- Opening Delimiter -

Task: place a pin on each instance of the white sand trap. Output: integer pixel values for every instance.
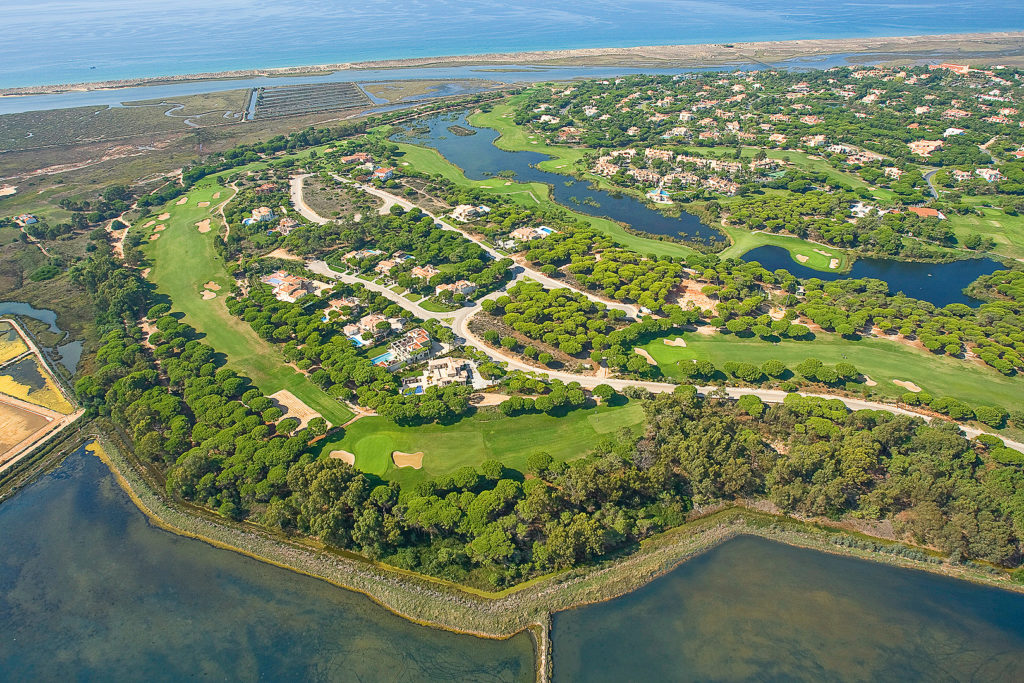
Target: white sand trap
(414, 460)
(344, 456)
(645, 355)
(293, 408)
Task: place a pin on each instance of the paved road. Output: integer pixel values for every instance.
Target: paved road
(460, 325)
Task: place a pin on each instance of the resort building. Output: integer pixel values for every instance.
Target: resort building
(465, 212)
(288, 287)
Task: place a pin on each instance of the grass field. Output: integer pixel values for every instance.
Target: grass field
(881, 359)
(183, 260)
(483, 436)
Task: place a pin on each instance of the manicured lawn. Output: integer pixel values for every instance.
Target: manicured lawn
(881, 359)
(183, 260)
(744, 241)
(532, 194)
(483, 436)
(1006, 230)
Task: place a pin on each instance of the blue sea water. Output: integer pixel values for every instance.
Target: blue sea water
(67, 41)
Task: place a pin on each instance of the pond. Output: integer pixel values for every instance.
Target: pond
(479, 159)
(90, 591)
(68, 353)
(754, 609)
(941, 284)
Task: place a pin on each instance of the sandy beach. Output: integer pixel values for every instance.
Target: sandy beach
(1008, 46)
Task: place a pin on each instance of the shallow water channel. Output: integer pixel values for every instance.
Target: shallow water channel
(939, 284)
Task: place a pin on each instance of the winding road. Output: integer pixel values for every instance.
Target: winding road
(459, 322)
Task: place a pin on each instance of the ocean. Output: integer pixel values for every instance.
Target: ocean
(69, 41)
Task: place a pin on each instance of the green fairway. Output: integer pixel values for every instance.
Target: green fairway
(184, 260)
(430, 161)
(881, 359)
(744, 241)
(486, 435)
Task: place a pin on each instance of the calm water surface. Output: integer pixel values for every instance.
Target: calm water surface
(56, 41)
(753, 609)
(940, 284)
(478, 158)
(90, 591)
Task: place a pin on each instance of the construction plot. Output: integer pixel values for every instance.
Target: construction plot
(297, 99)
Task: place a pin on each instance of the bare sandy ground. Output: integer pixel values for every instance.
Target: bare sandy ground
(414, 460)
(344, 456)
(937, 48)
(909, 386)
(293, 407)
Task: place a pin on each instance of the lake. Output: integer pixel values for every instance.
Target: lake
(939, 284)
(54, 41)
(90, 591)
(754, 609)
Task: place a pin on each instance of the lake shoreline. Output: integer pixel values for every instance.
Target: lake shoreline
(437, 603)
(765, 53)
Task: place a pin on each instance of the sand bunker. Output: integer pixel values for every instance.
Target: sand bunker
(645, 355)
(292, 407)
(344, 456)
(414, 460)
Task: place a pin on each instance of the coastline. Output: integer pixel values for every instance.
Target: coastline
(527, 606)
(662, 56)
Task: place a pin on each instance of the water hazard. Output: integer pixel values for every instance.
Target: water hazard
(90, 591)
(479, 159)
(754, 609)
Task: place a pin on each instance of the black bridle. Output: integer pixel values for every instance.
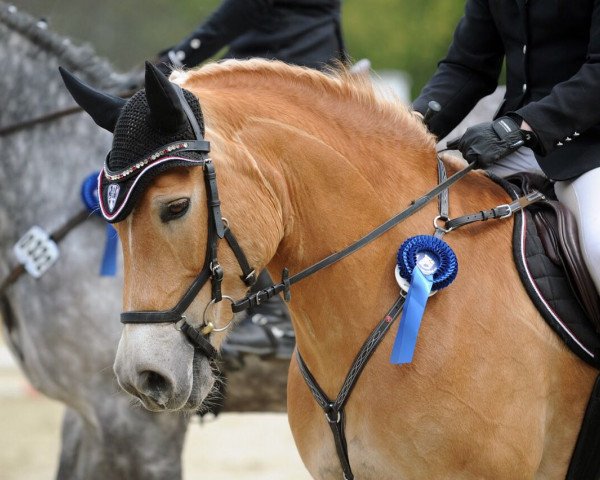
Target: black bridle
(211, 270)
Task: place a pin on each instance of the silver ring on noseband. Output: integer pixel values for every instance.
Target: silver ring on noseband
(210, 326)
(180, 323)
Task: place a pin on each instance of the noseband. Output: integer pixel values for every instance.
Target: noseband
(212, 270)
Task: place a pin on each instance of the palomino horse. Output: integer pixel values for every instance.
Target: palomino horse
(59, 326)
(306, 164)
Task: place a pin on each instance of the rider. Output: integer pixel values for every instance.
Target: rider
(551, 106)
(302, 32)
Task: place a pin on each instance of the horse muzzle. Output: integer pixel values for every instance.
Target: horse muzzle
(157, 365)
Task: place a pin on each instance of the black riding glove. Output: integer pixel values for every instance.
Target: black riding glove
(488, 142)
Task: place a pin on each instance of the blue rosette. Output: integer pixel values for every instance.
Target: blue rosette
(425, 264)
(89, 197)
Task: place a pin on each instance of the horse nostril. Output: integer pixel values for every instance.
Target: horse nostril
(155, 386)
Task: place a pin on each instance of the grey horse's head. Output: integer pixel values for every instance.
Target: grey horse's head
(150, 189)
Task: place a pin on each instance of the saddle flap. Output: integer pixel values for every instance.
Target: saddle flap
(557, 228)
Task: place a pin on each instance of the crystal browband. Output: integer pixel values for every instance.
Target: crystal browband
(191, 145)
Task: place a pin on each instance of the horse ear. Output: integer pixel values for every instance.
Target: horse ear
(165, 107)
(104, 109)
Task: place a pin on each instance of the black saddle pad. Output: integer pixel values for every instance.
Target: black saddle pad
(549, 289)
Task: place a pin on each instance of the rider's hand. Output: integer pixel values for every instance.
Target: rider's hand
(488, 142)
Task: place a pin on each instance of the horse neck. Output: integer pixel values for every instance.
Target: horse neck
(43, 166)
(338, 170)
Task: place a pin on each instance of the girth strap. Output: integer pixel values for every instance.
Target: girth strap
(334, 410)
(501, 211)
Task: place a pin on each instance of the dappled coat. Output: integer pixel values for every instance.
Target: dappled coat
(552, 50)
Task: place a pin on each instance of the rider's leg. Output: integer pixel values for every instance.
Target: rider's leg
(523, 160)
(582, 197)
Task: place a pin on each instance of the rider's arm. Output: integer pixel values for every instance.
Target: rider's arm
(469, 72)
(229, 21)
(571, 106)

- Closing Delimiter -
- Opening Delimiter -

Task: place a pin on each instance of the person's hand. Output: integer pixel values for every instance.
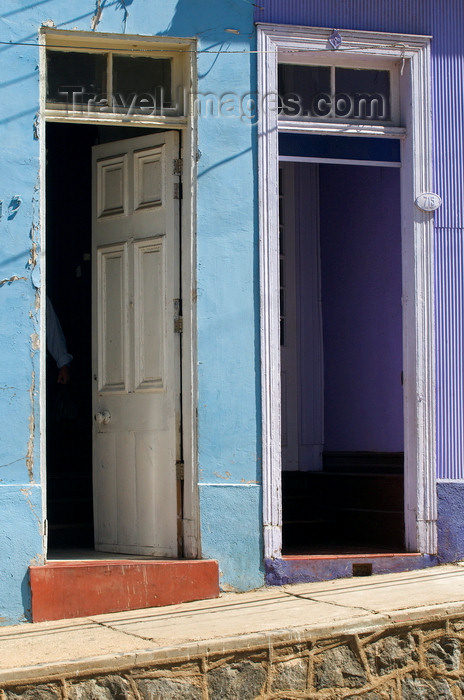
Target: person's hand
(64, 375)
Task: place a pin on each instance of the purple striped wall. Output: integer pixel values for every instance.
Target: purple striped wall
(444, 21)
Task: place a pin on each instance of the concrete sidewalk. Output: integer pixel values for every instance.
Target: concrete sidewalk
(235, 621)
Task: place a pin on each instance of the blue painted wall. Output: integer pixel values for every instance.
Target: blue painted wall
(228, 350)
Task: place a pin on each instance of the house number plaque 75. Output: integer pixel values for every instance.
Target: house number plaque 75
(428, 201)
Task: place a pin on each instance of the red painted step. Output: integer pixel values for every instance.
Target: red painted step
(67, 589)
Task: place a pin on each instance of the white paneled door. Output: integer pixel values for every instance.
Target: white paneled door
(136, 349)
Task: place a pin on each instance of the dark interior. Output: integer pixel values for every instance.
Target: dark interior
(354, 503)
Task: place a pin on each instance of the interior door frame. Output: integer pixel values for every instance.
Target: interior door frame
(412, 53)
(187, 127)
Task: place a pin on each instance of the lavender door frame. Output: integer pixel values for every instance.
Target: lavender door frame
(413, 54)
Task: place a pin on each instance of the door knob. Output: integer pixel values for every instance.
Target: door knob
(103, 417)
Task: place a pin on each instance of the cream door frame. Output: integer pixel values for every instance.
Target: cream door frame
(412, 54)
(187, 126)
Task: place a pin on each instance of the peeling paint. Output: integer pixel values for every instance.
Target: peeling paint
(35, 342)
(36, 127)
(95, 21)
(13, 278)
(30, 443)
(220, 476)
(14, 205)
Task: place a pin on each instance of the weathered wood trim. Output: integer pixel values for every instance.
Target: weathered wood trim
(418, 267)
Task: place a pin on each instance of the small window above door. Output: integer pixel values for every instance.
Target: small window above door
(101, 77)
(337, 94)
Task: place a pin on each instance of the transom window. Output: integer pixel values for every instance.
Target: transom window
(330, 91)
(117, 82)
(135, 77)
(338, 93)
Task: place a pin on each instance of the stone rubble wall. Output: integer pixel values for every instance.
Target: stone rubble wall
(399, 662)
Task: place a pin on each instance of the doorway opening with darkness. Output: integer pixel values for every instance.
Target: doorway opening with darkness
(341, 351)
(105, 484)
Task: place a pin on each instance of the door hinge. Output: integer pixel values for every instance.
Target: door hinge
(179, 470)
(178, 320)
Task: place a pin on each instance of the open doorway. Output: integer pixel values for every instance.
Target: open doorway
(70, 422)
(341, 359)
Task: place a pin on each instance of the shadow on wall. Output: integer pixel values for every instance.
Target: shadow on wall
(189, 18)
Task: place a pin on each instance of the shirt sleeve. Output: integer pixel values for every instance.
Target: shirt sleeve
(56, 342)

- Closing Delimiter -
- Opening Delimiter -

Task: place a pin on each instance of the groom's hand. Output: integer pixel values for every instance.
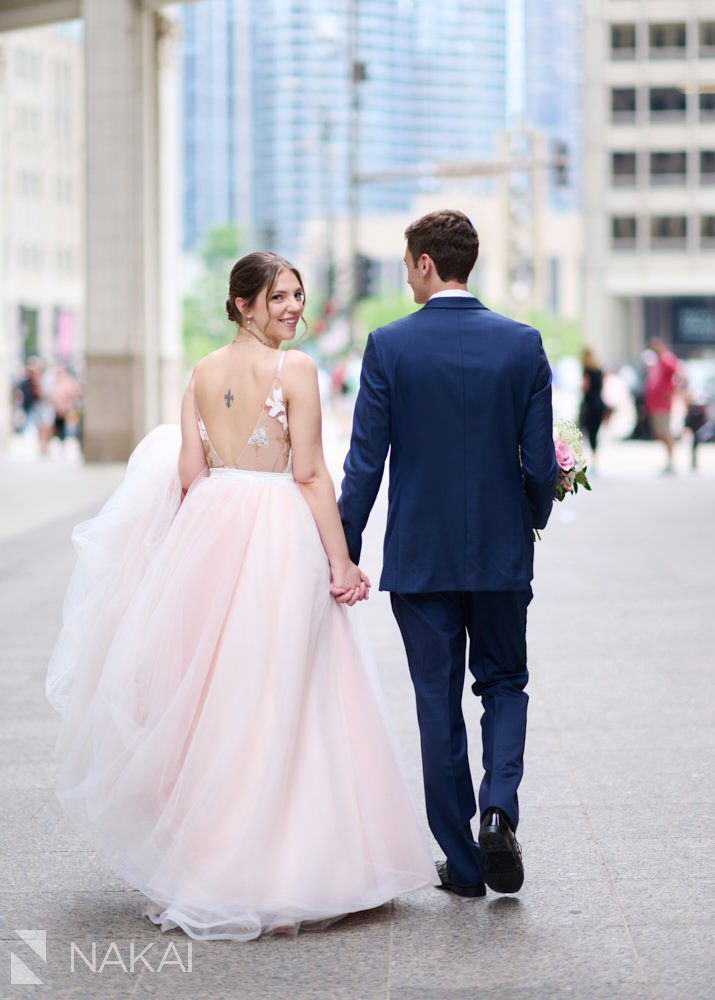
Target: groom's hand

- Closing Delimiter -

* _TASK TO COMPLETE_:
Give every line of the material that includes the string "groom".

* _TASK RESULT_:
Task: place a pin on each instance of the groom's hand. Output: integer pixel values for every instance.
Target: groom's hand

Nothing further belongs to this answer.